### Records supplied
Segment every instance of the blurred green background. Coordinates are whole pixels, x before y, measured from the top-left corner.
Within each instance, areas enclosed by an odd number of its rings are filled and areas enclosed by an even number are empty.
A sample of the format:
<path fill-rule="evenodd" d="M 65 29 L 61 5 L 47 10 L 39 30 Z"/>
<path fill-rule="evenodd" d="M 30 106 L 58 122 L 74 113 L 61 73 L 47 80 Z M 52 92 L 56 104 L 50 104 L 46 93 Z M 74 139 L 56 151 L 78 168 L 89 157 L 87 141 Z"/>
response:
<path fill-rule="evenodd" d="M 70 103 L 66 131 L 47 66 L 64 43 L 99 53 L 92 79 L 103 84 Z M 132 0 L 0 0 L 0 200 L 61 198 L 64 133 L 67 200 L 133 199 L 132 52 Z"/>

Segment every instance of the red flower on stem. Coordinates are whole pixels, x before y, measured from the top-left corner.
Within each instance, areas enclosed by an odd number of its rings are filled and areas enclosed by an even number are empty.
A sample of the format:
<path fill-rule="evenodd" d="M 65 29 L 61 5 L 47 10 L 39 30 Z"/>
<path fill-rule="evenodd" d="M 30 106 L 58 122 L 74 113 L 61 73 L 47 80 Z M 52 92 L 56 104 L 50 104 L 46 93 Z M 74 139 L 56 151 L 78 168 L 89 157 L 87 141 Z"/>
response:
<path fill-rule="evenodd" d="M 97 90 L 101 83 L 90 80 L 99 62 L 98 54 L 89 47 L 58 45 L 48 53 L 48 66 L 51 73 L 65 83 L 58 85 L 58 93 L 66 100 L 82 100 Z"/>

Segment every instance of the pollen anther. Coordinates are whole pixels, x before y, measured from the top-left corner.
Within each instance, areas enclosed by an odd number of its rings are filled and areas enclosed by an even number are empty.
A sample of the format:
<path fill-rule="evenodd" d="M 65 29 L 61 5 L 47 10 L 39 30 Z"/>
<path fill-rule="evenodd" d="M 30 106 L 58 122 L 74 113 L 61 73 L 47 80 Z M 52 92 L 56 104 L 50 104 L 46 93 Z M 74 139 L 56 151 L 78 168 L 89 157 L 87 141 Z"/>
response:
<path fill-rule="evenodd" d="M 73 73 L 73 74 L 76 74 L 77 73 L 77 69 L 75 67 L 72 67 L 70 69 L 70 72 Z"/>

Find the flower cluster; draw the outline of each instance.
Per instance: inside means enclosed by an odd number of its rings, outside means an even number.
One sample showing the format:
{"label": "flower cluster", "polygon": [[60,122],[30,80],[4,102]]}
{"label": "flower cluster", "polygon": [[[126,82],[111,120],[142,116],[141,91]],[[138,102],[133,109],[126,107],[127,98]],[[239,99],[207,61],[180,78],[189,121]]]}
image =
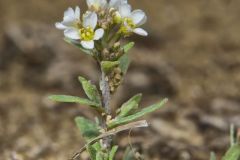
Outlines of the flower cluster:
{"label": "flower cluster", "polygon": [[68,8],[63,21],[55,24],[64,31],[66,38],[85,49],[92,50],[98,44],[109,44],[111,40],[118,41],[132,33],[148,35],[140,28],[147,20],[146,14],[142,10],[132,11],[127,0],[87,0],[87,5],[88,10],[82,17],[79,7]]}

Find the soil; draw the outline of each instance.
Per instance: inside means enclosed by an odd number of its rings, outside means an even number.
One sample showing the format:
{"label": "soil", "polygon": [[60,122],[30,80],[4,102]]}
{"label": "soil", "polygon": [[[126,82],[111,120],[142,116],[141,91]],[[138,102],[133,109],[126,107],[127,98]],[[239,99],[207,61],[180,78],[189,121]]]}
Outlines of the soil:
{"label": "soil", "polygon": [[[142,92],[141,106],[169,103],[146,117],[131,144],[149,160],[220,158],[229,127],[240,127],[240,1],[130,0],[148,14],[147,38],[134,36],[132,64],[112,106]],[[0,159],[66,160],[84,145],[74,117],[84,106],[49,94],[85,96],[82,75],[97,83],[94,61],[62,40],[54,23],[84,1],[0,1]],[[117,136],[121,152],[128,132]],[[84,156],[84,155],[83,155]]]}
...
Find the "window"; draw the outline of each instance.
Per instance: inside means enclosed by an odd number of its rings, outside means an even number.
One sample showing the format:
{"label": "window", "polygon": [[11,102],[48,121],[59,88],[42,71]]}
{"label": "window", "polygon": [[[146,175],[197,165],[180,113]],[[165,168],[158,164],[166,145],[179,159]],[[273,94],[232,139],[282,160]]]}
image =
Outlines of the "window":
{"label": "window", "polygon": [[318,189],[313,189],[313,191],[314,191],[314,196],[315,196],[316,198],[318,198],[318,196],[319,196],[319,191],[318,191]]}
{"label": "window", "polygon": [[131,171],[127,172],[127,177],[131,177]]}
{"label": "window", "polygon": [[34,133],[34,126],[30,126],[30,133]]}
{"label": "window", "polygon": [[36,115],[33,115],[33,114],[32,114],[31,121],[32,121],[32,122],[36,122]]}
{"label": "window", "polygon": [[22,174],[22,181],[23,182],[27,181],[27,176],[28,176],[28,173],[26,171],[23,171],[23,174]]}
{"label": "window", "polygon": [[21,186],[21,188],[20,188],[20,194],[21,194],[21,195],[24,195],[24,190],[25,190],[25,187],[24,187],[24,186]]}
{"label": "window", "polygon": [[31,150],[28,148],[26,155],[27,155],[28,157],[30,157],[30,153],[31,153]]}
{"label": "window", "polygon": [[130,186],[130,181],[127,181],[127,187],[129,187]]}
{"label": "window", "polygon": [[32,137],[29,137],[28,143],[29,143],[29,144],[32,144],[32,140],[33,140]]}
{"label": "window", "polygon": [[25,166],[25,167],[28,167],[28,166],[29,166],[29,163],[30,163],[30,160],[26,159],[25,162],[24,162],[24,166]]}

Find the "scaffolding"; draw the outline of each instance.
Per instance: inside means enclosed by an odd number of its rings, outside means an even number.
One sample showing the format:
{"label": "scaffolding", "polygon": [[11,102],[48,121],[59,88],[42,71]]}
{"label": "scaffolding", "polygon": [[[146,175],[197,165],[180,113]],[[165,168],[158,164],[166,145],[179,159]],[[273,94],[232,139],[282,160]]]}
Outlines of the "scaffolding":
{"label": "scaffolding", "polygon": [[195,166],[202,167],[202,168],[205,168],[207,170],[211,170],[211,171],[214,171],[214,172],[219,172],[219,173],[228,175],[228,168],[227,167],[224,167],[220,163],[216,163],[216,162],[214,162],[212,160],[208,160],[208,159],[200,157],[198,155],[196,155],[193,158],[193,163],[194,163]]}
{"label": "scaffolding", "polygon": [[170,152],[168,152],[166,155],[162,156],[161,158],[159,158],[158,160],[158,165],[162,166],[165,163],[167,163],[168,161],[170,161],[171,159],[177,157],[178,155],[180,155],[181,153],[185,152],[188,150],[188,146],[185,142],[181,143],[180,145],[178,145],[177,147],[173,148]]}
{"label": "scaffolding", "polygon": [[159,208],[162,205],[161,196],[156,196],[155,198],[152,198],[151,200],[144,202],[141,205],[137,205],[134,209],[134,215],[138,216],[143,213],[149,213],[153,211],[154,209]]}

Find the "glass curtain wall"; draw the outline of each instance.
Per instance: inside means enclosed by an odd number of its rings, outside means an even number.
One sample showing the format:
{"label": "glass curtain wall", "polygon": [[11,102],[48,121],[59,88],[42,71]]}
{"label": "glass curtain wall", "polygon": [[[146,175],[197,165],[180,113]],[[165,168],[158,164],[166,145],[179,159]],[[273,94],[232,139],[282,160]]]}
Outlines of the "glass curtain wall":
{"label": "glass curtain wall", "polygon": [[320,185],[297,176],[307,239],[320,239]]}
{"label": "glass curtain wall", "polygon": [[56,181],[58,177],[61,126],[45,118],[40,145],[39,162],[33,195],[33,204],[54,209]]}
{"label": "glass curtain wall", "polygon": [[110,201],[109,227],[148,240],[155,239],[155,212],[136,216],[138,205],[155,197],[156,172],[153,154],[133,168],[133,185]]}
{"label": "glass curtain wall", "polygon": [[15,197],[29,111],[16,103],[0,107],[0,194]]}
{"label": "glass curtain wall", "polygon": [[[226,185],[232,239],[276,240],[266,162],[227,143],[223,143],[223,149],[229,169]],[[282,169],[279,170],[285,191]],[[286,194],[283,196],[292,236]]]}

### What you will do
The number alone is the answer: work out how many lines in the data contain "measured".

### Written answer
3